*小問 a*
後に続くエントリについて、「Labeling tool prompt — Object to detect: smaller」を含む行からエントリの末尾までを、「grassy embankment」を「grass-covered embankment」に置き換えて書き直してください。それ以外の部分は変更しないでください。

ゲームブック・リプレイ:ローンウルフシリーズ

見知らぬ男は居丈高な顔で俺をにらむ

【パラグラフ164→→→パラグラフ305:ギルドマスター・マガーナ:(死亡・13)】
プレイの形式上、ゲーム内容のネタバレ満載です。あしからずご了承ください。



混乱と無秩序の中、俺はソウのあとにぴったりついてアーチの壁に隠された扉から抜けだした。
隠し扉の向こうは傾斜した通路で、下っていくうち嗅ぎ慣れた悪臭が鼻を突く。
バサゴニアの大下水道バガ・ダルーズに比べれば芳しい臭いだろうが、それでも、ここが下水道であるのは事実だった。
タイル張りの壁には、出鱈目な間隔で油まみれの松明が設置され、揺らめく炎で闇を照らす。
「さっきのガサ入れ……あンた狙いなんだな、ロルフ」
「ああ」
短く答える。それで十分だったらしい、ソウが口笛を吹く。
「ありゃアナリウムの護衛兵だぜ。あンたすげーヤバイ橋を渡っているみたいだな」
「大きく賭けなきゃあならん時ってのがあるのさ……失敗したがね」
「漢と書いて男だねえ……」
軟泥に覆われたタイルの上で足を滑らさないように気を使いつつ、汚水溝の狭い張りだし棚をついていく。
じきに喧騒は聞こえなくなり、松明の音と緩い下水の流れのみが耳を打つようになった。
あれだけ饒舌だったソウもなぜか寡黙で、むしろ僅かに緊張しているらしい。
数分は歩いただろうか。1つの松明の下で立ち止まる。
「どうしたんだ」
「入口さ……部外者を入れるのは、あンたが初めてだ」

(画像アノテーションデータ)
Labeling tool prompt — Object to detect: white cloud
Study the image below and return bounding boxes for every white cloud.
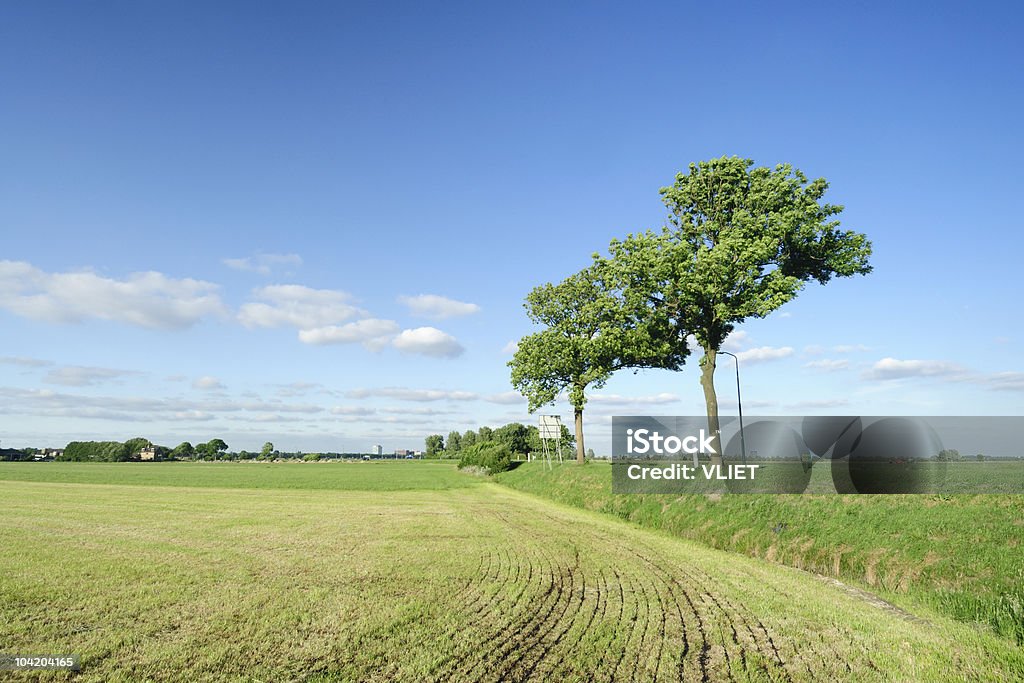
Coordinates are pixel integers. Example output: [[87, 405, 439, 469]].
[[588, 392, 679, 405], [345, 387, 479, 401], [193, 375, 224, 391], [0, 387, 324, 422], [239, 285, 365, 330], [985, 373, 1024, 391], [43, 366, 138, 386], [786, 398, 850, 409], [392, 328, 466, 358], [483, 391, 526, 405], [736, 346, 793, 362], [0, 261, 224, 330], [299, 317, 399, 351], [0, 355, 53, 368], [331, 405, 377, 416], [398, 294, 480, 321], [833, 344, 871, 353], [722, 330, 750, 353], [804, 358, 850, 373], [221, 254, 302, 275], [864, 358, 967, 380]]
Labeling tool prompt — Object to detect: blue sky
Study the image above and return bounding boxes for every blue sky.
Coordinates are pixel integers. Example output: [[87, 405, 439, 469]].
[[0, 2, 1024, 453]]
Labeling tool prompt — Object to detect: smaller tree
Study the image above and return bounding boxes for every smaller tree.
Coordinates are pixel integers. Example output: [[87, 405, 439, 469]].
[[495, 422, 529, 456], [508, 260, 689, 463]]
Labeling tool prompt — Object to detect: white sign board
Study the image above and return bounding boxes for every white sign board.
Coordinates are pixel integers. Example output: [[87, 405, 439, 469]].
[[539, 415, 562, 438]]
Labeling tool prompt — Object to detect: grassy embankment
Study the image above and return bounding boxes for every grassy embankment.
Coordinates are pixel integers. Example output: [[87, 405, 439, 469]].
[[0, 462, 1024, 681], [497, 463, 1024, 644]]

*小問 b*
上のリプレイ本文から、「見知らぬ男は居丈高な顔で俺をにらむ」で始まり「短く答える。それで十分だったらしい、ソウが口笛を吹く。」までの部分を、一字も変えずにそのまま書き出してください。

*出力結果 a*
Labeling tool prompt — Object to detect: smaller tree
Study the image above and return bounding boxes for every smaller tree.
Coordinates are pixel integers. Example output: [[87, 405, 439, 469]].
[[495, 422, 529, 456], [508, 260, 689, 463]]
Labeling tool prompt — Object to detect: white sign board
Study the image above and return bounding boxes for every white sign board.
Coordinates are pixel integers. Example output: [[87, 405, 439, 469]].
[[539, 415, 562, 438]]
Labeling tool prompt — Object to detect: grass-covered embankment
Study the image above and return bounding boxes for every grass-covered embankment.
Coordinates are pixel integers. Example output: [[87, 405, 439, 469]].
[[0, 462, 1024, 681], [497, 463, 1024, 644]]

*出力結果 b*
見知らぬ男は居丈高な顔で俺をにらむ

【パラグラフ164→→→パラグラフ305:ギルドマスター・マガーナ:(死亡・13)】
プレイの形式上、ゲーム内容のネタバレ満載です。あしからずご了承ください。



混乱と無秩序の中、俺はソウのあとにぴったりついてアーチの壁に隠された扉から抜けだした。
隠し扉の向こうは傾斜した通路で、下っていくうち嗅ぎ慣れた悪臭が鼻を突く。
バサゴニアの大下水道バガ・ダルーズに比べれば芳しい臭いだろうが、それでも、ここが下水道であるのは事実だった。
タイル張りの壁には、出鱈目な間隔で油まみれの松明が設置され、揺らめく炎で闇を照らす。
「さっきのガサ入れ……あンた狙いなんだな、ロルフ」
「ああ」
短く答える。それで十分だったらしい、ソウが口笛を吹く。